Copy out all of the material below word for word, but leave the picture out of your answer.

---------------

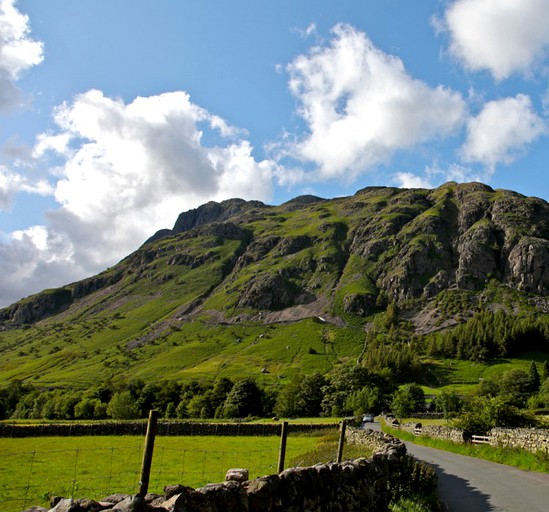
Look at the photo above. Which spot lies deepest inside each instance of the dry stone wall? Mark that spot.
(528, 439)
(352, 486)
(531, 439)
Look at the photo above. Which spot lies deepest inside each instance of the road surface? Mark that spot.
(467, 484)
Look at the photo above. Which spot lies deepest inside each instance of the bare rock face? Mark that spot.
(528, 265)
(342, 253)
(478, 256)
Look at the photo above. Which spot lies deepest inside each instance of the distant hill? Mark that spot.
(233, 285)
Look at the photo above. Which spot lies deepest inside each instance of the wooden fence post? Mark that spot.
(148, 453)
(282, 451)
(341, 441)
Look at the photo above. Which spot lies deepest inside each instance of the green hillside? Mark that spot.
(241, 289)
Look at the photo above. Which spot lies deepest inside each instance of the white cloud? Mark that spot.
(12, 183)
(361, 106)
(501, 131)
(502, 36)
(122, 172)
(17, 52)
(411, 180)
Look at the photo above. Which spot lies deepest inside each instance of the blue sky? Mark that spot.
(116, 116)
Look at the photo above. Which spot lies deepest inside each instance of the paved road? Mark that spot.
(467, 484)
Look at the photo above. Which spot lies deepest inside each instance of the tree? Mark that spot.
(408, 399)
(367, 399)
(449, 403)
(245, 399)
(484, 413)
(515, 387)
(534, 378)
(545, 371)
(309, 398)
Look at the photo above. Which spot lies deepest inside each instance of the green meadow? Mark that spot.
(34, 469)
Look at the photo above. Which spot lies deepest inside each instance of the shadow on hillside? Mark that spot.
(457, 495)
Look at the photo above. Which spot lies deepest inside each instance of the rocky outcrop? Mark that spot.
(403, 244)
(37, 307)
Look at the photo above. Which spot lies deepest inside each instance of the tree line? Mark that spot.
(489, 335)
(350, 390)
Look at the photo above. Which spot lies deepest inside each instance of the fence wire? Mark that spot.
(31, 478)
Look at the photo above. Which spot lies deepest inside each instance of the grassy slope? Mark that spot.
(135, 330)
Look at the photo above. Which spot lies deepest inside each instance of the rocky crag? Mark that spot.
(338, 259)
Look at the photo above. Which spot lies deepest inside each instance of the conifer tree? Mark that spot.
(533, 377)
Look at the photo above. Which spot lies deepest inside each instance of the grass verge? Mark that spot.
(516, 457)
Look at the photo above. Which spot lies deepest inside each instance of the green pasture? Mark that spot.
(33, 469)
(462, 376)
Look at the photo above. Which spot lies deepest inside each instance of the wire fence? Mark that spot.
(95, 467)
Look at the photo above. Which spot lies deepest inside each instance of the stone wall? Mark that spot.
(456, 435)
(530, 439)
(352, 486)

---------------

*Answer to this problem*:
Look at the photo above. Which spot lies deepest inside each instance of the dry stone wall? Mark that spot.
(528, 439)
(352, 486)
(531, 439)
Look at the photo above. Which spot lies deepest inside each instance of the road surface? Mark that spot.
(467, 484)
Look at the photo above. Which spot lies deepest inside each instance of the bare rock face? Mark that spot.
(528, 265)
(342, 253)
(478, 256)
Look at the photo above. Which spot lies deepest inside each instance of the distant hill? Mark that spot.
(233, 285)
Look at the photo above. Which spot lies deepest inside each instance of the wooden fence post? Mark that spot.
(148, 453)
(282, 451)
(341, 441)
Look at the photo above. Which spot lies deepest inside each instance of the green hillside? Mark that spot.
(241, 289)
Look at the photo above. Which spot lies deepest inside each instance of the white cloud? Mark that spot.
(12, 183)
(361, 106)
(501, 131)
(502, 36)
(122, 172)
(17, 52)
(411, 180)
Look at the photo above. Which spot lies deepest inside each instance of the blue sky? Mark that spot.
(116, 116)
Look at the photo above. Which spot lies deepest inside each instance of the paved road? Mark that spot.
(467, 484)
Look at the photo above. Which spot lies deepest inside each instance of the tree? Mark that spot.
(408, 399)
(367, 399)
(449, 403)
(245, 399)
(484, 413)
(515, 387)
(534, 378)
(545, 371)
(309, 398)
Look at the photo above. Which spot lies deepest inside each instance of the green meadow? Mark that spot.
(34, 469)
Look at the photo above. Which spot lies deepest inside each instance of the shadow on hillside? Mark that spot.
(457, 495)
Look at the photo above. Which spot lies deepest inside each instance of the rocky outcrop? Mark that spot.
(403, 244)
(37, 307)
Look at the photo above. Which spot lies deepest inside each instance of the tree line? Mark that spot.
(489, 335)
(350, 390)
Look at the photo above. Which spot lies deepest inside each instance of the fence wire? Mark that spot.
(31, 478)
Look at the photo above. Which spot lies deepest inside each instance of the grassy slope? Mark that spot.
(135, 330)
Look at the photo above. Which spot lies deepest inside each instance of the rocky crag? Mark that spot.
(338, 259)
Look at the photo above. Which spot lies deepest inside each instance of the conifer tree? Mark that spot.
(533, 377)
Look at the photo above. Which spot lies deepest inside each instance of the grass verge? Mark that spot.
(516, 457)
Look at the photo above. Which spot lies deepest inside each instance of the green pasture? Mark that spot.
(33, 469)
(462, 376)
Look at the photo above. Which spot lies deepest inside each instance of the wire fence? Mark that spot.
(95, 467)
Look at the photo above. Which spot lies deepest inside each instance of the stone wall? Mark that spot.
(456, 435)
(530, 439)
(352, 486)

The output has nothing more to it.